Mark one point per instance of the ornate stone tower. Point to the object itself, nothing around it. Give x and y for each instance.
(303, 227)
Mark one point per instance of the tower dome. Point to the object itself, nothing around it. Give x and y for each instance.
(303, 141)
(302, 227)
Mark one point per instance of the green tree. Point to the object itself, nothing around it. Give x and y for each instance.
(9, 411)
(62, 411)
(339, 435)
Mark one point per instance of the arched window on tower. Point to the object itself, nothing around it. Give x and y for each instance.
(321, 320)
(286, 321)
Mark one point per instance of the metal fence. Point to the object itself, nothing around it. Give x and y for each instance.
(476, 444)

━━━━━━━━━━

» **What this task involves**: Copy every one of the records above word for word, with nothing changed.

» **Answer to this problem**:
Mark one point per instance of the ornate stone tower. Point to the object itself, nothing around it. Give x and y for each instance.
(303, 227)
Mark one point per instance of the tower dome. Point to the object itself, nothing around it. Give x and y for each instance.
(303, 141)
(302, 227)
Mark one point per instance of the green tree. Point to the object itself, nothing around it. Give x and y for each instance.
(9, 411)
(62, 411)
(339, 435)
Mark one point per instance of the arched window on tower. Point to the object itself, nothing around it. Give x and y for each instance.
(321, 320)
(286, 321)
Mark one point per instance of the metal fence. Point to the object itself, nothing around it. Give x and y for each instance.
(476, 444)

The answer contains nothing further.